Stated goal => Write out all of the lines below in full, shifting every x and y coordinate in the answers up by 51. Leave the pictures out.

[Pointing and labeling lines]
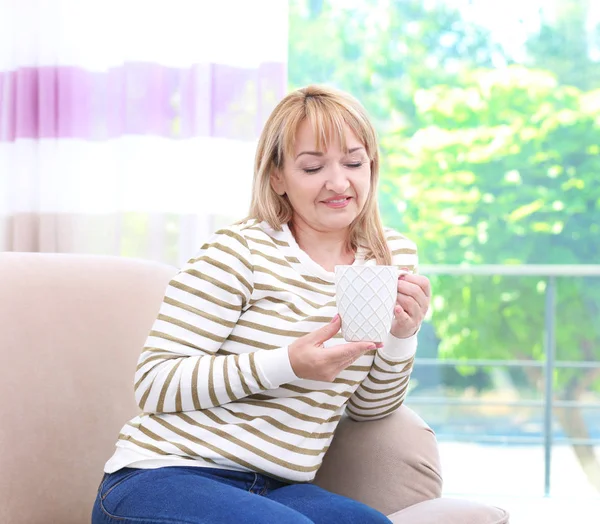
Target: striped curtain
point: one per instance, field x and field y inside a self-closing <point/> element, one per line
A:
<point x="129" y="126"/>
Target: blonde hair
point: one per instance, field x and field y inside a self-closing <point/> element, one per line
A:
<point x="327" y="110"/>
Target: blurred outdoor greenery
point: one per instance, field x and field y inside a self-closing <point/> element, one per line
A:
<point x="489" y="157"/>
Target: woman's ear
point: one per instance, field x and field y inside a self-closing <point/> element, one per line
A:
<point x="277" y="182"/>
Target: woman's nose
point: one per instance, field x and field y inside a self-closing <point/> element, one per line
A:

Response =>
Target: striped curtain
point: one per instance, field x and field y inside a self-closing <point/> element, one per line
A:
<point x="180" y="177"/>
Target: blonde hair
point: one per instance, field x and field y inside a self-closing <point/> element, one per line
A:
<point x="378" y="161"/>
Target: blurred outdoor greenery
point: one per instance, field x and field y inside a self-closing <point/> element, one per line
A:
<point x="540" y="208"/>
Target: woman's ear
point: one per instance, field x and field y inside a self-closing <point/> element, one per line
A:
<point x="328" y="233"/>
Target: woman's nose
point: one per instance, field x and field y inside a self-closing <point/> element, one per line
A:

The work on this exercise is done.